> **Directive**: With pictures left out, retype exactly the lines from the one containing "Target: dark water" through the final line of the entries.

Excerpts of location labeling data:
------

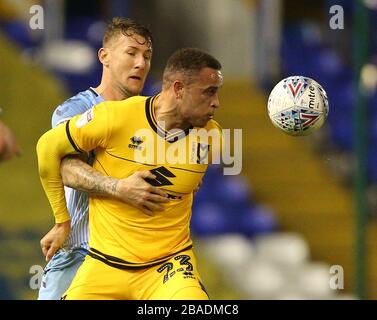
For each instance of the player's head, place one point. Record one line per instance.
(126, 55)
(194, 77)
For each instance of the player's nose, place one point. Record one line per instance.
(215, 103)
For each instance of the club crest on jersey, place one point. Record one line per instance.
(136, 143)
(85, 118)
(295, 86)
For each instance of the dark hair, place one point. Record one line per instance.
(188, 61)
(127, 27)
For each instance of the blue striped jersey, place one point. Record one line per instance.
(77, 201)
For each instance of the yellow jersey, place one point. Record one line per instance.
(127, 138)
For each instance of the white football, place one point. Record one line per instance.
(298, 105)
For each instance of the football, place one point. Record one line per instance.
(298, 105)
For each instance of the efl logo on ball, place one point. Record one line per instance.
(298, 105)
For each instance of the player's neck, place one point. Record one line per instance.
(166, 111)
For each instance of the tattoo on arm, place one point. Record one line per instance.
(79, 175)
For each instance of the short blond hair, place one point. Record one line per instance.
(127, 27)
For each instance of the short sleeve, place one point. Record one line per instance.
(91, 129)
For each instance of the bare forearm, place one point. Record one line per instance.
(79, 175)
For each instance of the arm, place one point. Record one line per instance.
(133, 190)
(51, 147)
(8, 143)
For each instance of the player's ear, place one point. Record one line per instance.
(178, 88)
(103, 56)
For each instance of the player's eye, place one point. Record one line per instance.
(210, 92)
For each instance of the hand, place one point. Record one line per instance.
(8, 143)
(134, 190)
(55, 238)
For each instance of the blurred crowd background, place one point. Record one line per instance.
(300, 218)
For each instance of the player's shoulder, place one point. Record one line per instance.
(74, 105)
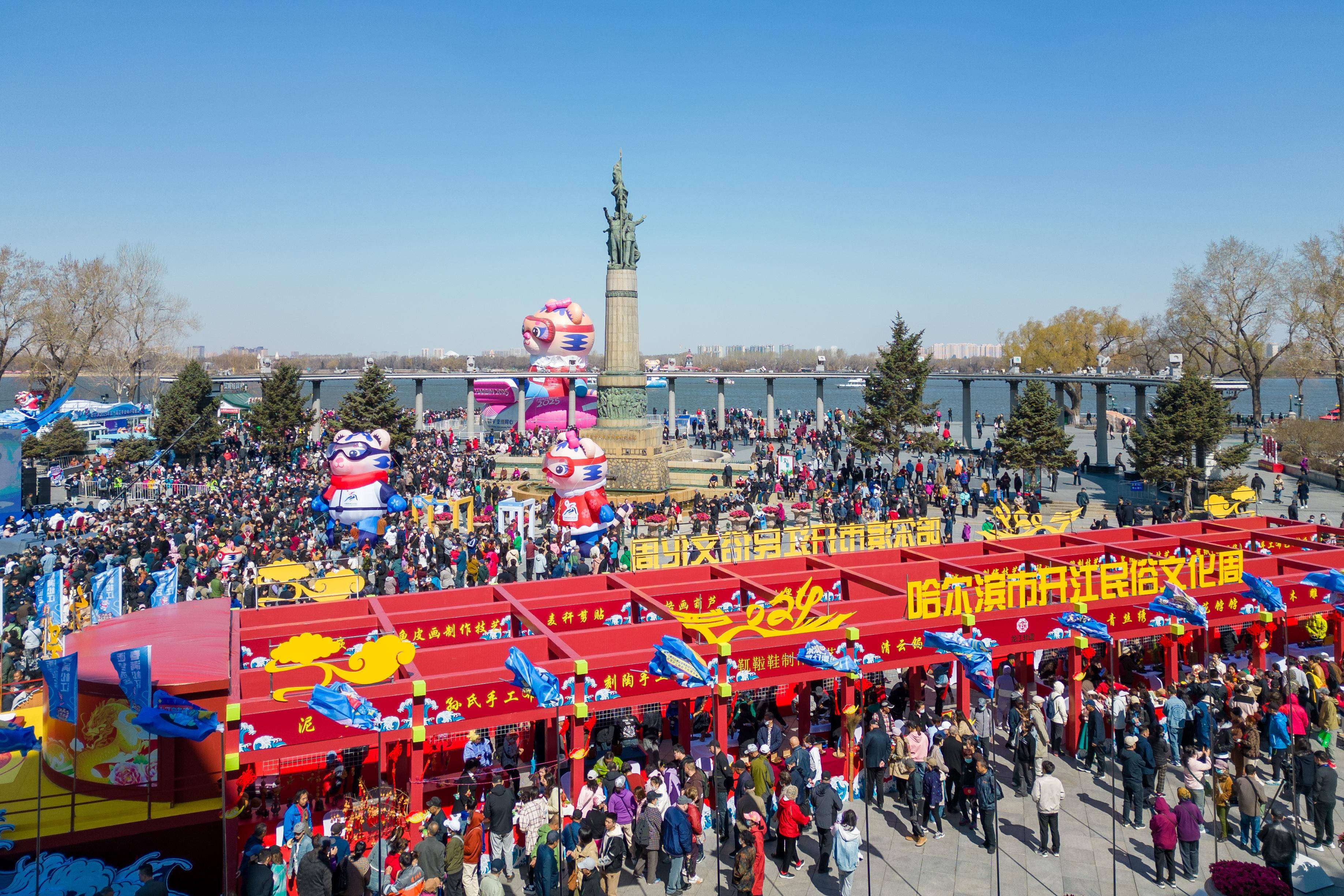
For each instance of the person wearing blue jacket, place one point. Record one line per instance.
(297, 812)
(1204, 724)
(1279, 739)
(933, 801)
(676, 843)
(988, 793)
(1175, 714)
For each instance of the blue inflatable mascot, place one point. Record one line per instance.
(359, 492)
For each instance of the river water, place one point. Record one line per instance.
(694, 393)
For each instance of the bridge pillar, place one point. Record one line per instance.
(968, 428)
(822, 405)
(672, 408)
(315, 433)
(769, 405)
(724, 424)
(522, 406)
(1103, 442)
(471, 410)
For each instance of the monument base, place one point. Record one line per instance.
(636, 457)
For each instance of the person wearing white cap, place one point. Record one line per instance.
(590, 794)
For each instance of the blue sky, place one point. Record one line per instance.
(391, 176)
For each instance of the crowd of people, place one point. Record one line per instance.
(1228, 754)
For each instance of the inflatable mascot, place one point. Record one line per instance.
(359, 492)
(558, 339)
(577, 471)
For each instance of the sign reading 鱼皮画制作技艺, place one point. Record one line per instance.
(1076, 582)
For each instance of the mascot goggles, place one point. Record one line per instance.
(538, 328)
(353, 452)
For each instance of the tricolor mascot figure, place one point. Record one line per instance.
(359, 492)
(577, 471)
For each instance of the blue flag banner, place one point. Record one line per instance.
(14, 736)
(972, 653)
(1176, 605)
(1085, 625)
(1332, 581)
(62, 678)
(166, 588)
(1265, 594)
(544, 686)
(815, 655)
(177, 718)
(107, 594)
(132, 668)
(50, 592)
(674, 659)
(345, 706)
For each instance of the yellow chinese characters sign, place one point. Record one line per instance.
(1093, 581)
(785, 614)
(792, 540)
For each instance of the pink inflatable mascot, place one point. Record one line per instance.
(577, 471)
(558, 339)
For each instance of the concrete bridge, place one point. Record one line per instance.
(1100, 382)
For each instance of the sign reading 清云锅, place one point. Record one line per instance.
(1093, 581)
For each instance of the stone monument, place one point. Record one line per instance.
(638, 460)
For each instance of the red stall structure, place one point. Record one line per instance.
(432, 664)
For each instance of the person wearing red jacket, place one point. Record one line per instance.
(1298, 719)
(1163, 828)
(697, 835)
(789, 820)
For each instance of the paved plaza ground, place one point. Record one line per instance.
(959, 866)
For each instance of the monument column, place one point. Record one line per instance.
(638, 460)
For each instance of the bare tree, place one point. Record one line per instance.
(1318, 286)
(147, 326)
(70, 330)
(20, 289)
(1232, 307)
(1151, 346)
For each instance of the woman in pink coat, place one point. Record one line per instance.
(1163, 828)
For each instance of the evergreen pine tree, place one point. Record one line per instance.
(61, 440)
(1034, 438)
(186, 414)
(373, 405)
(893, 408)
(1190, 420)
(283, 417)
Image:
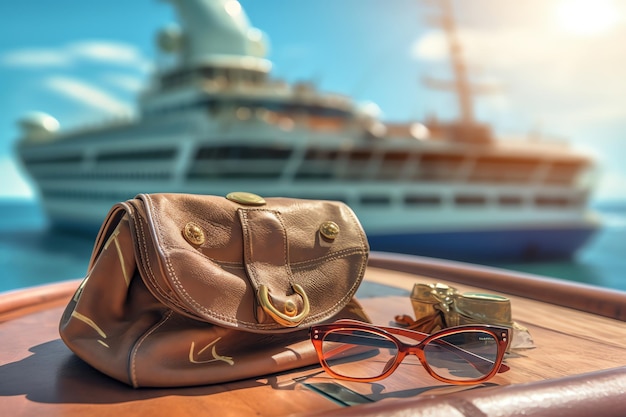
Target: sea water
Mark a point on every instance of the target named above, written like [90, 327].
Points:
[32, 254]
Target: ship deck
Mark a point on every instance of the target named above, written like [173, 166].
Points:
[577, 367]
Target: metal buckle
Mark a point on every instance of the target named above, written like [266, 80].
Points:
[291, 317]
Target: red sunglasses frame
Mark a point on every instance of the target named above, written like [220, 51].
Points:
[500, 334]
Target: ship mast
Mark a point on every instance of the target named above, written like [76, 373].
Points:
[460, 85]
[461, 80]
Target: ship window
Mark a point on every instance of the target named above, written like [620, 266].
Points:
[422, 200]
[360, 155]
[143, 155]
[503, 169]
[438, 166]
[470, 200]
[243, 153]
[62, 159]
[552, 201]
[564, 172]
[510, 200]
[375, 200]
[321, 155]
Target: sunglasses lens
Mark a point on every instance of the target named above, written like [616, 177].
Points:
[358, 354]
[465, 356]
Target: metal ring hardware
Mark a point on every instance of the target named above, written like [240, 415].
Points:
[290, 318]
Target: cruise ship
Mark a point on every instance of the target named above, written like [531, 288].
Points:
[215, 121]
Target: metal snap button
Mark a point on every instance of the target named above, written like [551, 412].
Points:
[193, 234]
[330, 230]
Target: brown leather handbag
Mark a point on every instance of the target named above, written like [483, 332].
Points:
[190, 290]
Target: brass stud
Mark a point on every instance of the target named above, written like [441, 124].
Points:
[193, 234]
[330, 230]
[247, 199]
[290, 308]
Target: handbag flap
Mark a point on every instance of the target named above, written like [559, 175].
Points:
[276, 266]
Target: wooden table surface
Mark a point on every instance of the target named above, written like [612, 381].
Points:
[40, 376]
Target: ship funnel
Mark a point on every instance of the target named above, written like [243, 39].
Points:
[215, 32]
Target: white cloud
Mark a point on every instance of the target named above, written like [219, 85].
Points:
[125, 82]
[35, 57]
[87, 94]
[109, 52]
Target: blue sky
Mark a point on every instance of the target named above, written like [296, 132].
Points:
[557, 65]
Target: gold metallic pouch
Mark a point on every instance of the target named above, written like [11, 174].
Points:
[437, 306]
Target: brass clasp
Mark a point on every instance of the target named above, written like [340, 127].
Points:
[290, 318]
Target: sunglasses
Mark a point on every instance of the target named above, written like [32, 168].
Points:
[356, 351]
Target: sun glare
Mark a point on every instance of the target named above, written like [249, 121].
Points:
[587, 17]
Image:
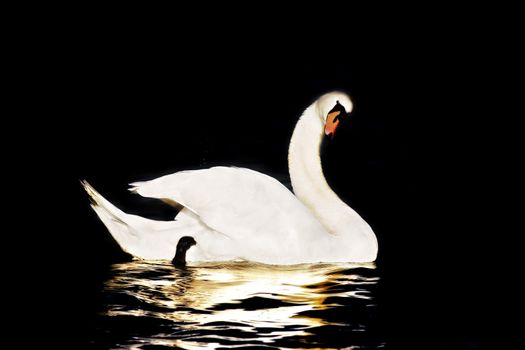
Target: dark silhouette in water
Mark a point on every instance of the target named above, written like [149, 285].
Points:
[184, 244]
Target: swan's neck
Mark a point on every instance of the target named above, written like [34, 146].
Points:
[309, 183]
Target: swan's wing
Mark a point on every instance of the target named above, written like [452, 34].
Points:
[234, 201]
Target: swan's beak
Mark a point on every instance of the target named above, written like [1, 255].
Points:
[332, 122]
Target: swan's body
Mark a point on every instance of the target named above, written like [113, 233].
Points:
[237, 213]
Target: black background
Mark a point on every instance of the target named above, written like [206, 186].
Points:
[416, 159]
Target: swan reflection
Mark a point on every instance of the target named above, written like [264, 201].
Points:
[269, 302]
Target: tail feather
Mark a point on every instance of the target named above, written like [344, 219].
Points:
[141, 237]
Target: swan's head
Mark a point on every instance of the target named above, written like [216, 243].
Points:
[333, 107]
[185, 243]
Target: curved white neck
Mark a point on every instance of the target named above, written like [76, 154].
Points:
[310, 186]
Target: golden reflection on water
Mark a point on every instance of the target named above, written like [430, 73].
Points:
[242, 295]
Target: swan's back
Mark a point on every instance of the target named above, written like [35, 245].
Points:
[236, 202]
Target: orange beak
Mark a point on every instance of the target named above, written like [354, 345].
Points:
[331, 123]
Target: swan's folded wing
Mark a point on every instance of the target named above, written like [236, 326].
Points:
[234, 201]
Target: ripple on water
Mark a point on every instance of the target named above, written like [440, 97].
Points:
[149, 305]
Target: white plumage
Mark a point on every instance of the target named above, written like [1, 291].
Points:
[238, 213]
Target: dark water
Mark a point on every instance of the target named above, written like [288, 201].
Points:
[151, 305]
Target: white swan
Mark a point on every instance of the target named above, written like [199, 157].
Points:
[237, 213]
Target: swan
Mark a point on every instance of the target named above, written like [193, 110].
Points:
[241, 214]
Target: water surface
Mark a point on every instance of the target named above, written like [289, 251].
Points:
[151, 305]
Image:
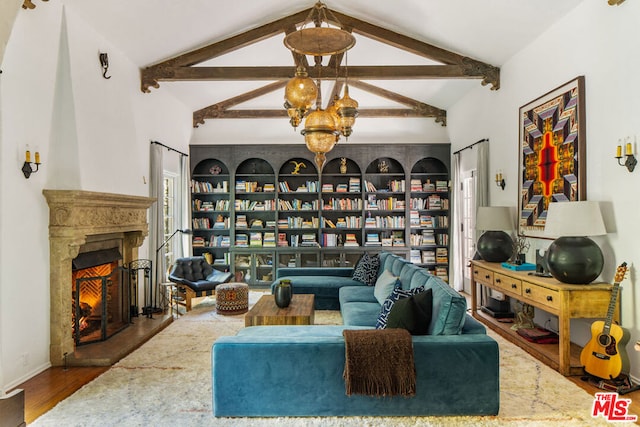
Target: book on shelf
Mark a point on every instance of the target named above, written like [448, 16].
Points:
[242, 240]
[414, 219]
[441, 272]
[269, 239]
[373, 239]
[241, 221]
[351, 240]
[309, 239]
[442, 256]
[268, 188]
[428, 237]
[328, 223]
[255, 239]
[329, 240]
[354, 185]
[397, 238]
[282, 240]
[428, 257]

------

> **In response**:
Target: dark water
Mark a point on every instance of the target named above, written like [288, 201].
Points:
[151, 305]
Target: white swan
Mark a point on every instance of the target named above, written like [199, 157].
Points:
[237, 213]
Target: swan
Mark a point on every instance of the target named above, written like [193, 110].
Points:
[241, 214]
Target: water surface
Mark a point on every instance of the target named above, written like [289, 251].
Points:
[151, 305]
Image:
Target: book on shelf
Mark a point on every instance of the target named above, written like [448, 16].
Points:
[242, 240]
[414, 219]
[441, 272]
[269, 239]
[373, 239]
[241, 221]
[351, 240]
[309, 239]
[442, 256]
[268, 188]
[428, 237]
[328, 223]
[255, 239]
[329, 240]
[354, 185]
[397, 238]
[282, 240]
[428, 257]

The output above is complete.